> _What this task involves_:
Scan the entries for the word "below". Every line that has it should be copied.

> _Material for the task_:
⟨
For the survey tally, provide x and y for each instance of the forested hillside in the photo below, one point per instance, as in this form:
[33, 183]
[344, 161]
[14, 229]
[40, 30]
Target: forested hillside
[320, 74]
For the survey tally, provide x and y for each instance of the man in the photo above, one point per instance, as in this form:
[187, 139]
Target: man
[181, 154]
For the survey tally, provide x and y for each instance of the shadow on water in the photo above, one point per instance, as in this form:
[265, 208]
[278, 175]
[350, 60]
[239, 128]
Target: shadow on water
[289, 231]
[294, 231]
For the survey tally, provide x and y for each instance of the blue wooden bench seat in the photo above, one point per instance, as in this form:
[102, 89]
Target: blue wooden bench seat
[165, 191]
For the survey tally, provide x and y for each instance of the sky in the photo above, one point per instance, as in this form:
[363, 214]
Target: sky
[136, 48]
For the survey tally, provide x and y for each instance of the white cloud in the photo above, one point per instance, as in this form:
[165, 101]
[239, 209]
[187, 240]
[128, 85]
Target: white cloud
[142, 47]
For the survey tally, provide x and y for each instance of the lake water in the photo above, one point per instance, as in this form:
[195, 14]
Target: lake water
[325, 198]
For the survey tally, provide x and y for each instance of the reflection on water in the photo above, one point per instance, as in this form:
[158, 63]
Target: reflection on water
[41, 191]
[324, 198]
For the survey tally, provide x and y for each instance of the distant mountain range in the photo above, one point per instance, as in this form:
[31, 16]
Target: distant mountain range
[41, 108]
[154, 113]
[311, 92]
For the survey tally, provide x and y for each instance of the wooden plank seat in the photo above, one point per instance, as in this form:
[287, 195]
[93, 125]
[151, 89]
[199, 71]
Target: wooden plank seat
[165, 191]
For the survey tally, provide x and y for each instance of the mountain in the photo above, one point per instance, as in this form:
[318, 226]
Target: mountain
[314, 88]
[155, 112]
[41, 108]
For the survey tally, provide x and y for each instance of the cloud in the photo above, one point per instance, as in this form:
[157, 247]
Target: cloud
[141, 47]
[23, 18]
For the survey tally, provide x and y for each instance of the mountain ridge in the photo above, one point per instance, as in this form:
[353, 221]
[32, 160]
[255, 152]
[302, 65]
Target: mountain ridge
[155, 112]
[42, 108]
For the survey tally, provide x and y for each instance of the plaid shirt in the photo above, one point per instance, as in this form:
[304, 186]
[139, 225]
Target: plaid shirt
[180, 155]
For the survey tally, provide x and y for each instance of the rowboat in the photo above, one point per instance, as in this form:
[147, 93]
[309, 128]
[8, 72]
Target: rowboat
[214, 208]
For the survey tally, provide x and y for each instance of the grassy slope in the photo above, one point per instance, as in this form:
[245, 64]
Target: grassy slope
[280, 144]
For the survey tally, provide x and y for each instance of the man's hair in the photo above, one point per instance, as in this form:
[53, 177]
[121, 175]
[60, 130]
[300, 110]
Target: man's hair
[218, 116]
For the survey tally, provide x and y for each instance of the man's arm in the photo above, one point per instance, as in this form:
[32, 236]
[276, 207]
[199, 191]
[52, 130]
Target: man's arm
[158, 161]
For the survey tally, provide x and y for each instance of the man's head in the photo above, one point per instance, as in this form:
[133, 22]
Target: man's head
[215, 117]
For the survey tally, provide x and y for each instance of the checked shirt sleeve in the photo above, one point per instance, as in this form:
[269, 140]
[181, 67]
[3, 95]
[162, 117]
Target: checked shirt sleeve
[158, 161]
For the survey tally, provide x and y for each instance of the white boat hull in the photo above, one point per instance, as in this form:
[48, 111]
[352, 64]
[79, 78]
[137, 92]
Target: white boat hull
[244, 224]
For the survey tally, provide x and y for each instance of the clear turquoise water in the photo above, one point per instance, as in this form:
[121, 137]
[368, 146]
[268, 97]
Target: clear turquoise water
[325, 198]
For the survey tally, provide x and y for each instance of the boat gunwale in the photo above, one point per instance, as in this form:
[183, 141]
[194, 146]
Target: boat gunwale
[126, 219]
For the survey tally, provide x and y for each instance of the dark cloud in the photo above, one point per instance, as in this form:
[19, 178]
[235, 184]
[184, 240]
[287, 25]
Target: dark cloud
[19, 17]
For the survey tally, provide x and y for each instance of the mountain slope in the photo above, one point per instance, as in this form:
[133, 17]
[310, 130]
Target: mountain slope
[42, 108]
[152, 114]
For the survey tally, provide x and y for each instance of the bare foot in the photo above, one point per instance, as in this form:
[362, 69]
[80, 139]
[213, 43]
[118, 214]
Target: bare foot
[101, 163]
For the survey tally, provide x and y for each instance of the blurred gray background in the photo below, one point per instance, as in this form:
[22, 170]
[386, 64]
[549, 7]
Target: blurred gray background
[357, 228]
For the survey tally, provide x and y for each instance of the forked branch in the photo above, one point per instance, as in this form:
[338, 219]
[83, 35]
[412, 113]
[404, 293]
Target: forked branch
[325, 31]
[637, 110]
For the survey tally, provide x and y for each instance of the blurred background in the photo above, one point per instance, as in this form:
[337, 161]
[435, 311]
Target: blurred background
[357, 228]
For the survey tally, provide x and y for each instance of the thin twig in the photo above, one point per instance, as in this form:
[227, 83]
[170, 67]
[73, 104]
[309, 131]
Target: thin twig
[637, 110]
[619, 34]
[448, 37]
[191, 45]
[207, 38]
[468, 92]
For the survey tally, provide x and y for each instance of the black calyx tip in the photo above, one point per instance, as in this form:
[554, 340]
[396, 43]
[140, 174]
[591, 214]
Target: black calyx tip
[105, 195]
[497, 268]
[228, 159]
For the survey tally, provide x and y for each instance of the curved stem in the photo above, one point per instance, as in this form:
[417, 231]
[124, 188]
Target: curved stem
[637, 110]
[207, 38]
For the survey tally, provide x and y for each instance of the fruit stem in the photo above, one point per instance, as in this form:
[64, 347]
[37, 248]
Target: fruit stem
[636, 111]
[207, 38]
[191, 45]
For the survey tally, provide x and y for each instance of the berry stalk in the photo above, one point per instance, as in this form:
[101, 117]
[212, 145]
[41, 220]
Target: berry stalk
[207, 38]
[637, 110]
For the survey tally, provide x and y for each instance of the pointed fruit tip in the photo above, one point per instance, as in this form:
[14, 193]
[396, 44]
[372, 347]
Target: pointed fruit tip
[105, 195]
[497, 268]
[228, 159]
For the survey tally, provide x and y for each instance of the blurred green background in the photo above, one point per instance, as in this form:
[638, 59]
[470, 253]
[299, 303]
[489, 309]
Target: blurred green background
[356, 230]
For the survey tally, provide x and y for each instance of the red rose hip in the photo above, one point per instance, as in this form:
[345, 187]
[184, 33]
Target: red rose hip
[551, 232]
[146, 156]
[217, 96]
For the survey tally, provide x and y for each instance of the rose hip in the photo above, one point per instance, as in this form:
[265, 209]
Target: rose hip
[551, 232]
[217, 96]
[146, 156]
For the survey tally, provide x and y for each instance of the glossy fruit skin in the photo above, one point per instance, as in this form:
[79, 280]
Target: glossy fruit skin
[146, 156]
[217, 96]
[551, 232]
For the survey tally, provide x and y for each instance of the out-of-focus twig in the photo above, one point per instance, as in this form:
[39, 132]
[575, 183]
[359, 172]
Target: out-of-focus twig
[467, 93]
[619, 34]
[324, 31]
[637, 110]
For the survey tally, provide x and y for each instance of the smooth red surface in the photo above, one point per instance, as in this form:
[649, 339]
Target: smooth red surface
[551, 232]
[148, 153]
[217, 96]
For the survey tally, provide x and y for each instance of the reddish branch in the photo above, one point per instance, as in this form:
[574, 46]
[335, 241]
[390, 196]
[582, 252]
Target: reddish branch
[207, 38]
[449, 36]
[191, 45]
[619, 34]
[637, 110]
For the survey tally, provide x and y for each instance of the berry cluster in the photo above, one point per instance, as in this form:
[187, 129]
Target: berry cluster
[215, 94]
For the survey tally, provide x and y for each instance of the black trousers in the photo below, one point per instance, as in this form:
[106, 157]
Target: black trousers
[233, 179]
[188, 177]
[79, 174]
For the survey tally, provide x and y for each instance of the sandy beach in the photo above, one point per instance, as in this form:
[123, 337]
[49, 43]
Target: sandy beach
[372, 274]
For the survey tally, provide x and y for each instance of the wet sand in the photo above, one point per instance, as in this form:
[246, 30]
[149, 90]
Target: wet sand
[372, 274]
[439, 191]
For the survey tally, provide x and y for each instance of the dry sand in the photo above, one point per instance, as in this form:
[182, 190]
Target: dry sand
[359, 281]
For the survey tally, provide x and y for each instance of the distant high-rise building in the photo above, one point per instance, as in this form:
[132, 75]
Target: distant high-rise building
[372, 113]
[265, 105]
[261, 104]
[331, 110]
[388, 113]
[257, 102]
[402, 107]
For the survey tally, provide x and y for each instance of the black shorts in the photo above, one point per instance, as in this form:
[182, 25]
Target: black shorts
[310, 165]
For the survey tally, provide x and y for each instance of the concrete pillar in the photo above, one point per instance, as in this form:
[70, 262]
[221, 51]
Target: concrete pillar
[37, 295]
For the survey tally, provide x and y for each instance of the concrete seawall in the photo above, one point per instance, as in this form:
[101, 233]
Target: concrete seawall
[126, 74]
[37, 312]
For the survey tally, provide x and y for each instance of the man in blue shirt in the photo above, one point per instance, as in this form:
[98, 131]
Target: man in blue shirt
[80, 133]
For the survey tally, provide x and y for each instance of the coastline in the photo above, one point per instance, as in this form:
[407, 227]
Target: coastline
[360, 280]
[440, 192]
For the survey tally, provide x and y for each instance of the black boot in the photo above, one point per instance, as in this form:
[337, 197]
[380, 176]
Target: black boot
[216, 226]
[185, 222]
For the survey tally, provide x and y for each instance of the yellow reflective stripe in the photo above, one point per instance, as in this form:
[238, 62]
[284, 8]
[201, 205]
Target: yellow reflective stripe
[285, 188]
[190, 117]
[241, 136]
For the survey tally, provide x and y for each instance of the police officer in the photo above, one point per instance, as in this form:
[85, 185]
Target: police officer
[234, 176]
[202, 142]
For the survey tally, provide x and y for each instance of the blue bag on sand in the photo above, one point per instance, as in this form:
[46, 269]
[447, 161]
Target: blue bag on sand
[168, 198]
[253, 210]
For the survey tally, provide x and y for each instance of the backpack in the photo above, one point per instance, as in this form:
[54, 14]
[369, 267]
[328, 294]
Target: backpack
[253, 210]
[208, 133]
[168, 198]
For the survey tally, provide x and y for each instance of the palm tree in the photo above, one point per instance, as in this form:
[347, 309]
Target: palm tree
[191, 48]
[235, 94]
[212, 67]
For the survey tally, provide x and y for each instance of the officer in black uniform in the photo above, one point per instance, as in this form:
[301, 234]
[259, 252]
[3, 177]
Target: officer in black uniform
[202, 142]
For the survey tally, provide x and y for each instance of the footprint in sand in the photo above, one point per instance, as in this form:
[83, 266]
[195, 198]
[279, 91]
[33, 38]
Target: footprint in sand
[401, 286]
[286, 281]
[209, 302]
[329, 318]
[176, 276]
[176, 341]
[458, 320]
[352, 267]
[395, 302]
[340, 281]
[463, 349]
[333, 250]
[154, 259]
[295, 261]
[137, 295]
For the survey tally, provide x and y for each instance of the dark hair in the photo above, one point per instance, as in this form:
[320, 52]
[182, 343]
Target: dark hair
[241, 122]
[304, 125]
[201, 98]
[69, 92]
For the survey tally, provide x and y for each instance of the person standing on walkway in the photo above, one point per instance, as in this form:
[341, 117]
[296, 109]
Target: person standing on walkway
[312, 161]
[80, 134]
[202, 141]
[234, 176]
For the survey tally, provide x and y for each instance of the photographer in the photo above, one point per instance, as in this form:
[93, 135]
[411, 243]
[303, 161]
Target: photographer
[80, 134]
⟩
> _Solution to the exercise_:
For the survey tally, provide x and y for each instance of the forested hillside in the photo below, one point per instance, as in this form:
For the survey tally, provide x and y for each instance of the blurred gray background in the photo below, one point per instance, as in this form:
For the survey tally, provide x and y for each instance of the black trousers in the photo below, one point per instance, as in this form:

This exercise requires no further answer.